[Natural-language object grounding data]
━━━━━━
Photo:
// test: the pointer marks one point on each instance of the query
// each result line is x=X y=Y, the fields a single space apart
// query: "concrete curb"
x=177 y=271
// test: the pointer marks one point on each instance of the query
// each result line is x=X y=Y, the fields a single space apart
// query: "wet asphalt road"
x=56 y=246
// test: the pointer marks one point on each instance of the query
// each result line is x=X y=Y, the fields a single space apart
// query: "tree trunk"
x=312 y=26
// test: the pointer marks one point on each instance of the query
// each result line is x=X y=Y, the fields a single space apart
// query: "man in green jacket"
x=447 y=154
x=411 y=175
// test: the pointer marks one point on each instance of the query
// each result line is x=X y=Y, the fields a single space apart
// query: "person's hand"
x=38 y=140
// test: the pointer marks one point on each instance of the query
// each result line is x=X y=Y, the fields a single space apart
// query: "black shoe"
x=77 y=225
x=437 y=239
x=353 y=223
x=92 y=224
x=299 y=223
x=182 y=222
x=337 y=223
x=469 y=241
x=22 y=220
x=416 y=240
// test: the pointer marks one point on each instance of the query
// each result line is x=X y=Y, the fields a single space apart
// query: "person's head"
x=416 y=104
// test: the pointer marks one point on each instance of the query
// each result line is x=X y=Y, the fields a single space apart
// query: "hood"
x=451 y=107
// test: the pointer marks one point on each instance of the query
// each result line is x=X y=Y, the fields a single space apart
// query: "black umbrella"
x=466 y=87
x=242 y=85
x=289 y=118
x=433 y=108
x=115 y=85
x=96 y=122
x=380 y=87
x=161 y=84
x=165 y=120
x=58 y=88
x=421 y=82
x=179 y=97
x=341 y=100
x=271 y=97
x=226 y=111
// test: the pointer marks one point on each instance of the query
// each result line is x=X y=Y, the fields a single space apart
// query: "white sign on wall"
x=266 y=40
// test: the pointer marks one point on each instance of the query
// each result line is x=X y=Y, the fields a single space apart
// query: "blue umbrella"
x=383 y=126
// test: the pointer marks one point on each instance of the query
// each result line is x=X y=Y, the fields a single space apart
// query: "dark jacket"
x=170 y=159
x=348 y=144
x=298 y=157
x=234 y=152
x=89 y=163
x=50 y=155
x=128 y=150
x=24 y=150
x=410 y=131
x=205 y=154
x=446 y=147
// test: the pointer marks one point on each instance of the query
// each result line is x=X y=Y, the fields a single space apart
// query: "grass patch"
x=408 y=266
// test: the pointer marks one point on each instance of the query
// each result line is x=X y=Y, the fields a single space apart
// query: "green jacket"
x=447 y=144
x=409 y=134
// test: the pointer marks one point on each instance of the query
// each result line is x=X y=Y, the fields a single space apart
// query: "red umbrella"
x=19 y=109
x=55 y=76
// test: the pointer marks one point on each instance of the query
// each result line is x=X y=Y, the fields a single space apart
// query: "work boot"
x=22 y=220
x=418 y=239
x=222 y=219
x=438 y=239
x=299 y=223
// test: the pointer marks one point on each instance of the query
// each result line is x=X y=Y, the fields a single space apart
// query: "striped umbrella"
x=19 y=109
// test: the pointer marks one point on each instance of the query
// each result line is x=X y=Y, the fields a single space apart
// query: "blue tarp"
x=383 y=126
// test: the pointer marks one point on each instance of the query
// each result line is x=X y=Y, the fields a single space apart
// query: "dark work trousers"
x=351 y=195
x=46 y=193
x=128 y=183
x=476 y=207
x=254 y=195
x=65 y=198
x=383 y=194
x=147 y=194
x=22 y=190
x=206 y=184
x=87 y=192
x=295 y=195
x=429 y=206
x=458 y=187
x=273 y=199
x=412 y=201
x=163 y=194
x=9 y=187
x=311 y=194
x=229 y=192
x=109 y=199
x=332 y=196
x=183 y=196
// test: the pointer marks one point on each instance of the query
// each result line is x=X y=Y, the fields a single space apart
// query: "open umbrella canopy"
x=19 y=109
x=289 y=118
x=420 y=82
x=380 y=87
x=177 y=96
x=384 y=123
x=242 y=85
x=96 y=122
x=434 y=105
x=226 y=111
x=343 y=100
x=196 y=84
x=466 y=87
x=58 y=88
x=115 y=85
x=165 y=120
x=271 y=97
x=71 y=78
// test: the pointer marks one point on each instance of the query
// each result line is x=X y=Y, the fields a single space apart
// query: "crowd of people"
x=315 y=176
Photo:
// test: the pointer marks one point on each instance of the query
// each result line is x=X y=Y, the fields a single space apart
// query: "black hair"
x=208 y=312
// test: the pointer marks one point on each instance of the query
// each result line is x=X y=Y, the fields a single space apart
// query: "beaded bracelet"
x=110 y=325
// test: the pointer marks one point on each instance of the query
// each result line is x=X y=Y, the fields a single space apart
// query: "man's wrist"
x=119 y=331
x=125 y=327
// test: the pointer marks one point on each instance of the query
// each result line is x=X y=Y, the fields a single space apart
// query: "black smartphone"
━━━━━━
DESCRIPTION OF THE TASK: Transcribe the full set of records without altering a single character.

WRITTEN REPLY:
Photo:
// test: the pointer marks one point on each instance of the query
// each result line is x=X y=Y, the fields a single space apart
// query: "concrete curb"
x=177 y=271
// test: the pointer marks one point on each instance of the query
// each result line is x=X y=Y, the fields a single space apart
// query: "wet asphalt road"
x=56 y=246
// test: the pointer marks one point on each instance of the query
// each result line is x=X y=Y, the fields a single space apart
// query: "tree trunk"
x=312 y=26
// test: the pointer marks one point on each instance of the query
// each result line is x=X y=Y, the fields a single space apart
// query: "man in green jacket"
x=447 y=154
x=411 y=175
// test: the pointer marks one point on each instance of the query
// each result line is x=X y=Y, the fields a single space apart
// query: "person's hand"
x=38 y=140
// test: the pointer marks one point on each instance of the query
// each result line is x=X y=Y, the fields a single space apart
// query: "black shoe"
x=77 y=225
x=437 y=239
x=353 y=223
x=92 y=224
x=299 y=223
x=182 y=222
x=337 y=223
x=469 y=241
x=22 y=220
x=416 y=240
// test: the pointer marks one point on each instance of the query
// each result line is x=X y=Y, the fields a single space apart
// query: "person's head"
x=416 y=104
// test: the pointer marks one point on each instance of the query
// each result line is x=X y=Y, the fields a single space apart
// query: "hood"
x=451 y=107
// test: the pointer marks one point on each instance of the query
// each result line is x=X y=Y, the fields a single space apart
// query: "black umbrella"
x=466 y=87
x=242 y=85
x=289 y=118
x=433 y=108
x=115 y=85
x=96 y=122
x=380 y=87
x=161 y=84
x=165 y=120
x=58 y=88
x=421 y=82
x=179 y=97
x=341 y=100
x=271 y=97
x=226 y=111
// test: the pointer marks one point on each instance of the query
// each result line is x=X y=Y, the fields a single space apart
// query: "white sign on wall"
x=266 y=40
// test: the pointer marks one point on each instance of the query
// each result line is x=X y=Y, the fields a single space apart
// query: "blue umbrella"
x=383 y=126
// test: the pointer marks one point on each instance of the query
// each result line is x=X y=Y, the fields a single space apart
// query: "dark jacket"
x=170 y=159
x=348 y=144
x=298 y=157
x=234 y=152
x=89 y=163
x=50 y=155
x=128 y=150
x=24 y=150
x=410 y=131
x=205 y=154
x=446 y=147
// test: the pointer marks one point on each instance of the query
// each result line is x=X y=Y, the fields a single space apart
// query: "grass patch"
x=408 y=266
// test: the pointer marks one point on each instance of the query
// each result line is x=X y=Y, the fields a single space apart
// query: "green jacket"
x=447 y=144
x=409 y=134
// test: the pointer marks one point on each instance of the query
// each result line is x=X y=Y, the fields a single space apart
// query: "red umbrella"
x=19 y=109
x=55 y=76
// test: the pointer marks one point on each instance of the query
// each result line is x=X y=Y, the fields a single space apart
// query: "work boot"
x=22 y=220
x=418 y=239
x=222 y=219
x=438 y=239
x=299 y=223
// test: the pointer marks one point on each instance of the query
// each result line is x=X y=Y, the fields a single space apart
// query: "striped umbrella"
x=19 y=109
// test: the pointer marks one point on each instance of the query
// each result line is x=X y=Y, the fields a single space apart
// query: "blue tarp"
x=383 y=126
// test: the pointer marks one point on each instance of the query
// each result line is x=X y=Y, the fields a single space apart
// query: "dark work trousers"
x=351 y=195
x=46 y=193
x=128 y=183
x=476 y=207
x=254 y=195
x=65 y=198
x=383 y=194
x=147 y=194
x=22 y=190
x=206 y=184
x=87 y=192
x=295 y=195
x=429 y=206
x=458 y=187
x=273 y=199
x=412 y=201
x=163 y=194
x=9 y=187
x=311 y=194
x=229 y=192
x=109 y=199
x=332 y=196
x=183 y=196
// test: the pointer marks one point on each instance of the query
// each result line is x=X y=Y, the fields a single space apart
// query: "open umbrella canopy"
x=19 y=109
x=289 y=118
x=420 y=82
x=380 y=87
x=177 y=96
x=384 y=123
x=242 y=85
x=96 y=122
x=434 y=105
x=226 y=111
x=343 y=100
x=196 y=84
x=466 y=87
x=58 y=88
x=115 y=85
x=165 y=120
x=271 y=97
x=71 y=78
// test: the pointer marks one point on each instance of the query
// each result line is x=X y=Y, the fields a single space apart
// query: "crowd of people"
x=315 y=176
Photo:
// test: the pointer marks one point on each instance of the query
// each result line is x=X y=Y, the fields a single space apart
// query: "black hair"
x=208 y=312
// test: the pointer marks one point on each instance of the query
// each result line is x=X y=Y, the fields a single space apart
// query: "beaded bracelet"
x=110 y=325
// test: the pointer marks one point on each instance of the query
// each result line is x=X y=Y, the fields a single space apart
// query: "man's wrist"
x=119 y=331
x=125 y=327
// test: the pointer marks one point on each instance of the query
// each result line is x=X y=Y, the fields a single space apart
// query: "black smartphone"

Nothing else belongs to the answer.